● **Yazılı talep 1**:
Aşağıdaki röportaja göre şu soruları yanıtla:
(a) Kubilay Aka İstanbul'a hangi yıl gelmiş?
(b) Kubilay Aka Bodrum'daki havalimanında hangi görevde çalışıyordu?
(c) İlk deneme çekimine hangi dizi için ve kiminle girecekti?

Güncelleme Tarihi:
İstanbul’a geldiği 2016 yılında ilk röportajını yapmak için buluşmuştuk. O zamanı dün gibi hatırladığını söylüyor, “Yaprak gibi titriyordum”. Gerçekten öyleydi. Soruları heyecandan düşüne düşüne cevaplıyordu. Bu sefer buluştuğumuzdaysa karşımda çok daha özgüvenli ve rahat bir Kubilay Aka vardı. Yoğun çalıştığı bir set gününün ertesinde, sabah filtre kahvelerimizi alarak sohbete başladık.
İstanbul’a ilk geldiğinden bugüne bu beş sene nasıl geçti?
İlk iki sene bir şeyleri öğrenmekle, oyunculukta kendimi geliştirmekle ve müzik gibi farklı alanları da deneyimlemekle geçti. Tecrübeler edindim.
Havalimanında çalışırken bir anda keşfedildin ve hayatın değişti. Seninki nasıl bir hikâyeydi?
Beklenmedik. Havalimanı yönetimi okudum. Bodrum’da havalimanında yer görevlisiydim. Aslında masa başı bir iş yapamayacağımı biliyordum. Hayalim oyunculuktu ama ‘Üniversiteyi bitireyim, denerim’ diye düşünüyordum. Bir anda teklif geldi. Hiç beklemediğim için kararsız kaldım. Evde bir-iki gün oturup ‘Denesem mi, denemesem mi’ diye düşündüm. Baktım kaybedecek bir şeyim yok. Denemek istedim.
İstanbul’a geldiğin ve ilk deneme çekimine girdiğin günü hatırlıyor musun? Ne hissetmiştin?
Çok net. ‘Vatanım Sensin’ dizisi için Halit Ergenç’le deneme çekimine girecektim. Hayatımda o kadar titrememiştim, ne üşüyerek ne heyecandan... ‘Muhteşem Yüzyıl’daki Süleyman karakteri olarak aklımdaydı, tabii çok çekiniyordum o yüzden. Geldi, “Merhaba, ben Halit” dedi, tokalaştık, benimle konuşmaya başladı. Çok şaşkındım. Gerçek hayattaki karakterine yavaş yavaş alıştım.

● **Yazılı talep 2**: Aşağıdaki girdilerde "oven" kelimesini içeren her satırı döndür. Büyük-küçük harf ayrımı dikkate alınmalıdır.

Veri kümesi girdileri
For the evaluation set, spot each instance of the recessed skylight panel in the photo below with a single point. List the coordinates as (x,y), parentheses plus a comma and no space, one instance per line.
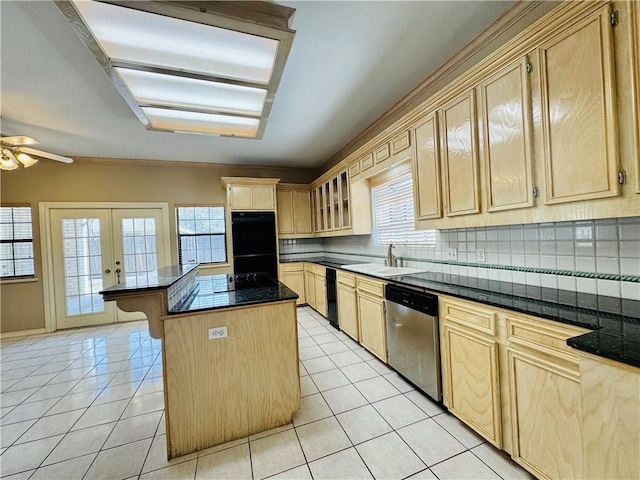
(169,90)
(179,120)
(142,38)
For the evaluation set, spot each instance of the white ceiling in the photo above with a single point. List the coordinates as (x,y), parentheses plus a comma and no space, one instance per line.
(350,62)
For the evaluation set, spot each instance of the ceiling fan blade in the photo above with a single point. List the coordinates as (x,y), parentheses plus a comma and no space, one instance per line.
(19,140)
(50,156)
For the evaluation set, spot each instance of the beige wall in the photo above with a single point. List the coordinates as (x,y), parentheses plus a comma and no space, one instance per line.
(22,304)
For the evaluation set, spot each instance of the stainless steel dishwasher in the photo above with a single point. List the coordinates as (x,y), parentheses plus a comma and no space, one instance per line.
(413,341)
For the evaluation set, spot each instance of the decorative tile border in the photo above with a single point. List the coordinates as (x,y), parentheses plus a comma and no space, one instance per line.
(547,271)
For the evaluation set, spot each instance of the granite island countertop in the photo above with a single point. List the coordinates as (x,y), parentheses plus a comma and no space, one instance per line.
(211,292)
(615,321)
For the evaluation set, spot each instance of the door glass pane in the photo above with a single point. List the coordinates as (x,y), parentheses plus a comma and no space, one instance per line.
(139,246)
(82,265)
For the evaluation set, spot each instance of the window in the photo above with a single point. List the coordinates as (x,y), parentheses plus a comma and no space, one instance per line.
(201,235)
(393,214)
(16,243)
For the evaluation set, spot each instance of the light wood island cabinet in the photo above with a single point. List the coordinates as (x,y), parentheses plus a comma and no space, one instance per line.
(250,193)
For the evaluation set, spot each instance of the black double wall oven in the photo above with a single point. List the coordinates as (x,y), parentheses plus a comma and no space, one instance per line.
(254,243)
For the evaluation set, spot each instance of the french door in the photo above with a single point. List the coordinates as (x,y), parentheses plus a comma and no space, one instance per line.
(95,248)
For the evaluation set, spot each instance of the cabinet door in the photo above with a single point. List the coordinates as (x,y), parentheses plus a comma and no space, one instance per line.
(546,416)
(471,381)
(578,112)
(321,294)
(295,281)
(241,197)
(426,169)
(310,288)
(301,209)
(373,334)
(348,310)
(460,156)
(285,212)
(262,197)
(506,119)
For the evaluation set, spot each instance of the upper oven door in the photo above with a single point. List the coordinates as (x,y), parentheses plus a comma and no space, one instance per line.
(253,233)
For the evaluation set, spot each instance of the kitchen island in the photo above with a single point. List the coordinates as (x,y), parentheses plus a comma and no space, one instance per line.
(230,357)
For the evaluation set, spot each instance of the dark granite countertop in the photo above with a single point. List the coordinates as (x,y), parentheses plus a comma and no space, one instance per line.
(166,277)
(211,293)
(615,321)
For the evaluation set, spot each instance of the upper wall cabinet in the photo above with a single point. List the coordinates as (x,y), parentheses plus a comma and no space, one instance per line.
(426,169)
(250,193)
(294,211)
(579,112)
(460,155)
(508,138)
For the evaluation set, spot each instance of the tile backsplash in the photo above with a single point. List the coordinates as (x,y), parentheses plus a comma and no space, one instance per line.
(596,256)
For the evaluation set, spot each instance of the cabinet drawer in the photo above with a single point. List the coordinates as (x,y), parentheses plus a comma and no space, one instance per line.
(540,334)
(470,315)
(346,278)
(354,169)
(366,162)
(292,267)
(400,142)
(371,286)
(381,153)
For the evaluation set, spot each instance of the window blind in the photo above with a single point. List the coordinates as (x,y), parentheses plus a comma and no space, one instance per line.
(394,214)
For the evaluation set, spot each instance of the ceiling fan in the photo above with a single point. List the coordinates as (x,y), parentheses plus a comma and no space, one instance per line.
(16,152)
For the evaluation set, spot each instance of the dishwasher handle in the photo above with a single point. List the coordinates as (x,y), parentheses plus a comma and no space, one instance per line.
(413,299)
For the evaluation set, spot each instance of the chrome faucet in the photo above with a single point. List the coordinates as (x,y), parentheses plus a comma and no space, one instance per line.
(391,258)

● **Çıktı 1**:
(a) 2016 yılında.
(b) Yer görevlisiydi.
(c) 'Vatanım Sensin' dizisi için Halit Ergenç'le.

● **Çıktı 2**:
For the evaluation set, spot each instance of the black double wall oven in the photo above with a single point. List the coordinates as (x,y), parentheses plus a comma and no space, one instance per line.
For the evaluation set, spot each instance of the upper oven door in the photo above with a single point. List the coordinates as (x,y), parentheses plus a comma and no space, one instance per line.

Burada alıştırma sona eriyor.